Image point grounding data
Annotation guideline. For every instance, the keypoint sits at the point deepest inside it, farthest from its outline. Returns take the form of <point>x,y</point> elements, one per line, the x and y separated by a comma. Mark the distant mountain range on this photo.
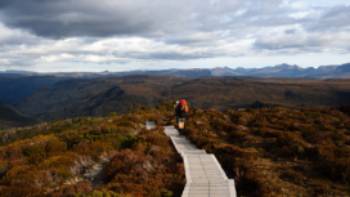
<point>278,71</point>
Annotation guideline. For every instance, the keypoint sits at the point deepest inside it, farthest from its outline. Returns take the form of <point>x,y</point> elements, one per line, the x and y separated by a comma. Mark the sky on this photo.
<point>120,35</point>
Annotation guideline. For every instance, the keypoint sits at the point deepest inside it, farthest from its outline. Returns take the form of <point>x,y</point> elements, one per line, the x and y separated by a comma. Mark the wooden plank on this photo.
<point>204,175</point>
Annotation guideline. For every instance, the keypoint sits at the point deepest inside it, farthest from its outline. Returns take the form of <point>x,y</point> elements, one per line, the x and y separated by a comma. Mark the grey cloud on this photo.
<point>334,19</point>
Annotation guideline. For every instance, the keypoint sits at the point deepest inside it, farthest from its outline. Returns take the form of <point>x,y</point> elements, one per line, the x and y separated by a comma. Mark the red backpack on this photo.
<point>184,105</point>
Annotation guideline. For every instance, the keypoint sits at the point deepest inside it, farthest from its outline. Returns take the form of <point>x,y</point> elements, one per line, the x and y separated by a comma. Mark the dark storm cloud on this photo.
<point>66,18</point>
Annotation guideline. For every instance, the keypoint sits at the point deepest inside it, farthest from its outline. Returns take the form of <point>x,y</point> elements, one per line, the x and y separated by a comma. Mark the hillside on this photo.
<point>109,156</point>
<point>90,97</point>
<point>9,117</point>
<point>278,151</point>
<point>269,151</point>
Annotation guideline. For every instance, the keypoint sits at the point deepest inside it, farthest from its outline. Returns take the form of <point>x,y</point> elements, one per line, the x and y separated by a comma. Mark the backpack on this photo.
<point>184,105</point>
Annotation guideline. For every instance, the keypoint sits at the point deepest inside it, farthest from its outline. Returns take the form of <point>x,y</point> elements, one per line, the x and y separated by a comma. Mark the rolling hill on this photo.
<point>9,117</point>
<point>100,96</point>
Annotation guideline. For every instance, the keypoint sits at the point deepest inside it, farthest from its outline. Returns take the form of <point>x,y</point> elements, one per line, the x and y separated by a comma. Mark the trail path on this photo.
<point>204,175</point>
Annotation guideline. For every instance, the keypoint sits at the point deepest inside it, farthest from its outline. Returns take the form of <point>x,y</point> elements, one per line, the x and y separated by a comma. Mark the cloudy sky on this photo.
<point>115,35</point>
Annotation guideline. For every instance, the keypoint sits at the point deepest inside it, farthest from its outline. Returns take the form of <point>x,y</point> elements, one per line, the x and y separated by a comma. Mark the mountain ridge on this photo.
<point>277,71</point>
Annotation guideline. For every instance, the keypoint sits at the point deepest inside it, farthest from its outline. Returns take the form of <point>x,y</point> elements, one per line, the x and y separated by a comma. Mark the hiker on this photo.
<point>181,113</point>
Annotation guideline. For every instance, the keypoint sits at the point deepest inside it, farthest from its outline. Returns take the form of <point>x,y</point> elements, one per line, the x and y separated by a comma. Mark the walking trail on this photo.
<point>204,175</point>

Exercise
Every line above should be repeated exactly; pictures stay out of the copy.

Solution to the problem
Annotation guideline. For every instance, the keypoint sits at the point deepest inside it, farthest from its outline. Returns take the form of <point>x,y</point> elements, one per line, the x and y separated by a comma. Mark the distant mountain range on this photo.
<point>278,71</point>
Annotation guideline. For every instance, the keypoint sits at the point deepest inside it, farthest from its outline. Returns take the form of <point>x,y</point> elements, one per line, the x and y separated by a comma. Mark the sky on this photo.
<point>120,35</point>
Annotation guideline. For every instance, the keypoint sits at the point deepest inside it, farthest from its outline. Returns take the form of <point>x,y</point> elements, one per line, the x and y separated by a comma. Mark the wooden plank on this photo.
<point>204,175</point>
Annotation guideline. For every instance, the keypoint sits at the point deepest inside it, farthest from its outline. Returns take the form of <point>x,y</point> elements, one per line, the x and y separated by a comma. Mark the grey cloud on this photo.
<point>334,19</point>
Annotation guideline. For every instance, the keypoint sits at the point deepest inside it, farthest from its outline. Returns take the form of <point>x,y</point> elements, one per line, the x and y separated by a comma. Mark the red backpack on this photo.
<point>184,105</point>
Annotation guideline. For every instance, the keypoint sits at the point deepest inside it, farthest from its outline. Returns take the form of <point>x,y</point> elements, one per line, the x and y separated by a comma. Mark the dark storm cloud on this photo.
<point>66,18</point>
Annotation guideline. For every instance, the keypoint sits at the point deepest inside it, farthest from its outline. Returns take the form of <point>x,y</point> elements, one per line, the x and y separated by a comma. Mark the hillside on this photo.
<point>109,156</point>
<point>90,97</point>
<point>9,117</point>
<point>278,151</point>
<point>269,151</point>
Annotation guideline. For every instance, the keypoint sits at the point deepest inside it, farthest from its outline. Returns take the form of <point>x,y</point> elements, one per line, the x and y separated by a comma. Mark the backpack on this photo.
<point>184,105</point>
Annotation guideline. For every instance, the keypoint sits at the point deepest inside it, farthest from its outline. Returns take the form of <point>x,y</point> elements, one per line, the x and y separated by a comma. Mark the rolling hill on this photo.
<point>9,117</point>
<point>100,96</point>
Annotation guideline. For every instance, the keypoint sits at the point deepest inside it, farthest from its outline. Returns take the form of <point>x,y</point> elements, one per line, the x and y separated by a comma. Mark the trail path on this photo.
<point>204,175</point>
Annotation guideline. For every instance, the keypoint sits at the point deepest inside it, farthest from its outline. Returns take the form of <point>x,y</point> elements, one per line, the x and y separated by a comma. Mark the cloudy sky on this photo.
<point>115,35</point>
Annotation guideline. For every instance, the keypoint sits at the point deepest inside it, farthest from its outline. Returns take the form of <point>x,y</point> elements, one per line, the x and y separated by a comma. Mark the mountain ridge on this photo.
<point>277,71</point>
Annotation guideline. For every instance, the keypoint sits at the point deepest inside it, farthest from its outline. Returns take the form of <point>x,y</point> elements, one per line, the x and y separated by a comma. Mark the hiker on this photo.
<point>181,113</point>
Annotation guideline. For every instance, the keypoint sits at the point deepest inside it, farthest from its outline. Returns take the form of <point>x,y</point> elements, one per line, the x and y separated by a comma. Mark the walking trail on this photo.
<point>204,175</point>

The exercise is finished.